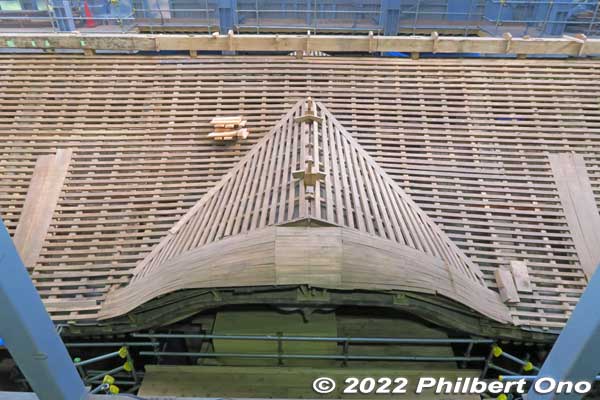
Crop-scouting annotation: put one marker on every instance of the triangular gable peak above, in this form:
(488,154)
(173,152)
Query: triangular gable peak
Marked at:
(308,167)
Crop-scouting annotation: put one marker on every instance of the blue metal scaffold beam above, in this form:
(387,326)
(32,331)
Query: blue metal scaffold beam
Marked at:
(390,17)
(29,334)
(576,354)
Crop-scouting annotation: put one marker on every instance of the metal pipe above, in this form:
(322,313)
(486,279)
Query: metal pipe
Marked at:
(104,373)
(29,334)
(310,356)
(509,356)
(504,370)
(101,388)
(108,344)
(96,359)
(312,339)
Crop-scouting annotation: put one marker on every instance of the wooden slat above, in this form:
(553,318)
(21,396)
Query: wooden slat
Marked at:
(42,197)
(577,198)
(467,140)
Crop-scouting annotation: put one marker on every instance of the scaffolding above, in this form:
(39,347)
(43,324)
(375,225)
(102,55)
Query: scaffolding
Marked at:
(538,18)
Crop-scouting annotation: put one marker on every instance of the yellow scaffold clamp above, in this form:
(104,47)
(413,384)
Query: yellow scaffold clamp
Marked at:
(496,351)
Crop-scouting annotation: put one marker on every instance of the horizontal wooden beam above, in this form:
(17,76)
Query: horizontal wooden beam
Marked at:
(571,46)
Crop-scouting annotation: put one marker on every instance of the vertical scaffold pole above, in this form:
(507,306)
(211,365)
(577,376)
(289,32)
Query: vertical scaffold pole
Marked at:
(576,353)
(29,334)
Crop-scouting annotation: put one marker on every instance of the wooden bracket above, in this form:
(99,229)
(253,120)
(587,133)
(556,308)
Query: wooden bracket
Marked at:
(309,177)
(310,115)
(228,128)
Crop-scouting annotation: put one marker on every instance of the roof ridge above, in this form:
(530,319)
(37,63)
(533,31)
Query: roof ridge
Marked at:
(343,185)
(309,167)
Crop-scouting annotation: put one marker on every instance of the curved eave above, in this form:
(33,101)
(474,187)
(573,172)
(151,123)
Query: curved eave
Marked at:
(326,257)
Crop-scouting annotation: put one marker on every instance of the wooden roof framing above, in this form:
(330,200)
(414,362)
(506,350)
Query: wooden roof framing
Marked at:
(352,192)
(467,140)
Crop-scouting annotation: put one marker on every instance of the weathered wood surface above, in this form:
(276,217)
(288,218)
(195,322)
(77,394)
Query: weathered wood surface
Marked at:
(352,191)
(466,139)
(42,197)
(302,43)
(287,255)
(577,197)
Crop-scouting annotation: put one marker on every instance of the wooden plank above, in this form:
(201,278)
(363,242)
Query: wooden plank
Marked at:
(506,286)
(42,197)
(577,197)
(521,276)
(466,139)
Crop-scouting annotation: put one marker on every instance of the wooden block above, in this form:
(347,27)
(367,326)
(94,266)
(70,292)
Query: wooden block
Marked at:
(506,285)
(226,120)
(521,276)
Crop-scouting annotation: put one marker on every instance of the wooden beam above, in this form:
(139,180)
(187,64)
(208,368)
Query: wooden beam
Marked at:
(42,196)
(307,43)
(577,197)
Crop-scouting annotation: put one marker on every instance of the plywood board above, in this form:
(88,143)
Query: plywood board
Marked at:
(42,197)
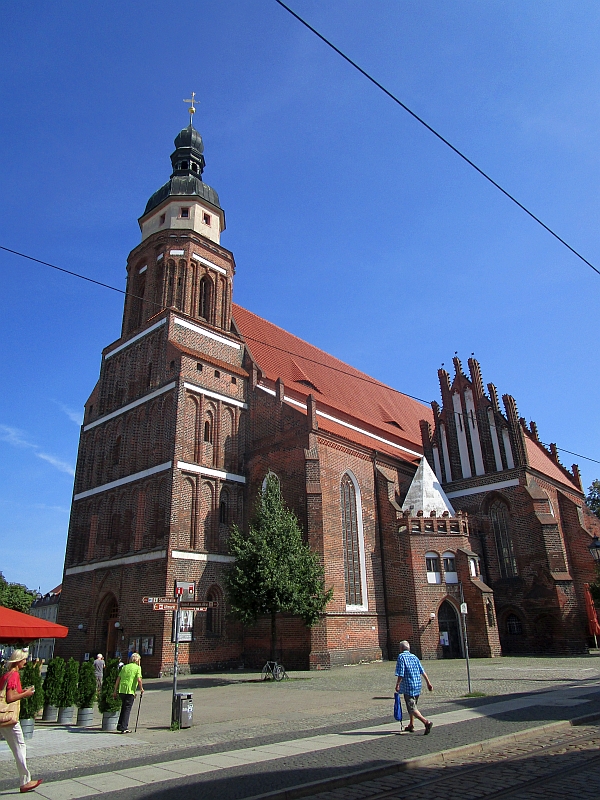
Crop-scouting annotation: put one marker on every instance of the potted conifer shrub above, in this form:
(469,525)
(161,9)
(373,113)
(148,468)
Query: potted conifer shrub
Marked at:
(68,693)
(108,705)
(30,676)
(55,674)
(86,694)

Work to be completed = Could you write out all of the records above word for word, leaving the pictures out?

Task output =
Crop-scouting annotation: put one marker on every instance of the triangular gable peak above, in this form:
(488,154)
(173,152)
Query: triangular gable peak
Marked at:
(308,167)
Crop-scouting annotation: put one marker on every instance of the blue metal scaffold beam above, in this form:
(387,326)
(32,331)
Query: blue metal scaffold beam
Marked at:
(390,17)
(29,334)
(576,354)
Crop-scouting annotation: put one marker on every instance of the metal pipe above, in this form:
(322,313)
(486,279)
Query: metal pipe
Marked at:
(104,373)
(29,334)
(310,356)
(509,356)
(504,370)
(101,388)
(108,344)
(96,359)
(312,339)
Crop-scouting annotation: put one marker on every instance of the wooden slat above, in this form:
(553,318)
(21,396)
Query: wooden slat
Marked at:
(42,197)
(577,198)
(467,140)
Crop-scouting annotation: put one marker on every instance of the scaffolding above, in this form:
(39,347)
(43,324)
(375,225)
(102,55)
Query: scaffolding
Marked at:
(538,18)
Crop-scouting annotation: put one marker on every instance of the yellow scaffold clamp above, in this form:
(104,47)
(413,384)
Query: yellow scaffold clamp
Marked at:
(496,351)
Crop-scouting annotation: put one marker on every instance of the horizontal wooden beam above, in this form:
(17,76)
Query: horizontal wooden beam
Marked at:
(571,46)
Crop-scouting annotation: put one marker on every instance of the vertical scaffold pole above, in this form:
(507,306)
(211,365)
(577,376)
(289,32)
Query: vertical scaffold pole
Marked at:
(576,353)
(29,334)
Crop-scouting annotation: put one marker on every instance of the wooden bracket above, in this form:
(99,229)
(253,120)
(587,133)
(556,308)
Query: wooden bracket
Marked at:
(309,177)
(310,115)
(228,128)
Crop-scouting annotation: put one marker on every instance of the roof ridge above, in this form:
(530,319)
(37,63)
(533,31)
Query: roof ridge
Marked at:
(343,185)
(309,167)
Crop-scouting annotation: put one marker on every instance of the curved eave above, in this form:
(33,101)
(474,187)
(573,172)
(151,123)
Query: curved eave
Marked at:
(326,257)
Crop-scouting annotation: put one marker on every instance of the wooden roof framing above, in this form:
(330,200)
(414,362)
(506,350)
Query: wooden roof framing
Marked at:
(352,192)
(467,140)
Crop-scouting annotation: put one marker on every instance of the weathered wood surface above, in this form:
(276,217)
(288,218)
(195,322)
(77,394)
Query: weathered wood surface
Marked at:
(352,191)
(466,139)
(42,197)
(302,43)
(287,255)
(577,197)
Crop-scouting annotation: put one marker on every instance of the wooden plank above, in this form:
(201,278)
(363,242)
Query: wooden plank
Marked at:
(506,286)
(42,197)
(577,197)
(521,276)
(466,139)
Crop-scouting annotation: put one marker on every instance of the wooden block above, in this form:
(347,27)
(367,326)
(94,266)
(70,292)
Query: wooden block
Marked at:
(506,285)
(226,120)
(521,276)
Crop-scouting annotation: put one marker on every instance of the wooden beam above, in this form:
(139,180)
(187,64)
(208,368)
Query: wooden beam
Marked at:
(42,196)
(307,43)
(577,197)
Crop-scouting annotation: put one marker on every instance of the plywood board above, in this form:
(88,143)
Query: plywood board
Marked at:
(42,197)
Crop-scouting annotation: put one marker on every instance of the potted conifer shrub above, in this form:
(469,525)
(161,9)
(373,113)
(148,468)
Query: potted conifer shrub
Marked at:
(68,693)
(108,705)
(30,676)
(55,674)
(86,694)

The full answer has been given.